→ What to do
Print the range of lines that opens with the line containing "Can you see the church" and closes with the last line of the listing. Include both ends; print nothing more.

→ Records to use
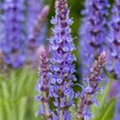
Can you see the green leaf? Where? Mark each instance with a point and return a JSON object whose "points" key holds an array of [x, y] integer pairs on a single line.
{"points": [[107, 113], [22, 108]]}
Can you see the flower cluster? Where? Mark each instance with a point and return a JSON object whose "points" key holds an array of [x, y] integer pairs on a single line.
{"points": [[88, 95], [13, 42], [113, 42], [57, 76], [61, 61], [43, 85], [92, 32]]}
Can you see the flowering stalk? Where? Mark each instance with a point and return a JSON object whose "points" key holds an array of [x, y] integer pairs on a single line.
{"points": [[88, 94], [113, 42], [43, 85], [92, 32], [14, 38], [61, 62]]}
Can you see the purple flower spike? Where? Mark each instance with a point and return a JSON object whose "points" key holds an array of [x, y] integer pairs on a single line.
{"points": [[113, 42], [43, 85], [92, 32], [13, 41], [89, 93], [61, 62]]}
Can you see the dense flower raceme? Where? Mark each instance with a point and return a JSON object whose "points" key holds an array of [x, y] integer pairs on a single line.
{"points": [[36, 26], [43, 84], [57, 76], [13, 40], [61, 62], [92, 32], [113, 41], [88, 95]]}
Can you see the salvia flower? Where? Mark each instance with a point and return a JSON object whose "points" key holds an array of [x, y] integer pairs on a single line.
{"points": [[43, 85], [13, 42], [92, 32], [113, 42], [88, 95], [62, 68]]}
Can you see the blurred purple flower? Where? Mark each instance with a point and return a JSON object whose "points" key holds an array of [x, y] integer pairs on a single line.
{"points": [[43, 85], [88, 95], [92, 32], [113, 41], [14, 38]]}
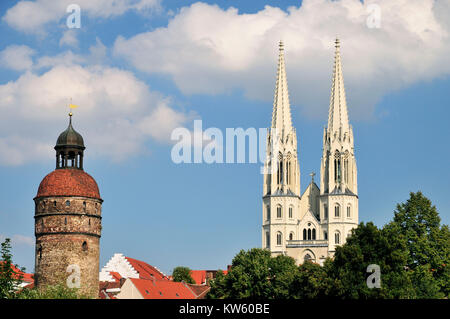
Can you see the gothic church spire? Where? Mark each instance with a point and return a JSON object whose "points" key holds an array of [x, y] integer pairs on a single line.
{"points": [[281, 116], [338, 115]]}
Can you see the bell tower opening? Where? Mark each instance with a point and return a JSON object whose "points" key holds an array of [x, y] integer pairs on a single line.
{"points": [[69, 148]]}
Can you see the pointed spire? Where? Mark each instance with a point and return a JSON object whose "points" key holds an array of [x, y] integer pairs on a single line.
{"points": [[338, 115], [281, 116]]}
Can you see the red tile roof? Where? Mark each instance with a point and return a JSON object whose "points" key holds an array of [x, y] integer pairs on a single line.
{"points": [[116, 276], [199, 276], [162, 289], [25, 276], [104, 286], [68, 182], [145, 270], [199, 290]]}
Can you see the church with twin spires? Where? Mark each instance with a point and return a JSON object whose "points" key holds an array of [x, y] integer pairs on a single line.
{"points": [[309, 225]]}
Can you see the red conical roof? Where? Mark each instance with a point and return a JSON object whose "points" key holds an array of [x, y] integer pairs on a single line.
{"points": [[68, 182]]}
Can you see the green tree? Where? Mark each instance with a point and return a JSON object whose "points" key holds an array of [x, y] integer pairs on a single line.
{"points": [[311, 281], [182, 274], [9, 278], [369, 245], [428, 245], [60, 291], [255, 274]]}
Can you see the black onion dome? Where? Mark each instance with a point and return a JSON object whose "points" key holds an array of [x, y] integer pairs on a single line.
{"points": [[70, 137]]}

→ Output
Can you see the church with twin spires? Where? Mark each instance with a point and return a JSON object whose "points" key holds an array of [x, y] integer pairs on a single line.
{"points": [[309, 225]]}
Can you see the red conical roof? Where? Mark each instance with a point and return a JSON object whose "points" key holds an array of [x, y] integer pairs on a single line.
{"points": [[68, 182]]}
Can you see the green tree? Where? Mark each instance with a point and return a JSON object whose "points" key holds an array of [x, y] integer pairs on a single line.
{"points": [[311, 281], [182, 274], [9, 278], [369, 245], [428, 245], [60, 291], [255, 274]]}
Can you see the black onion dome? Where? Mark each instance with a point and return a JSON object whose "points" key holds an array of [x, y] integer pairs on a single line.
{"points": [[70, 137]]}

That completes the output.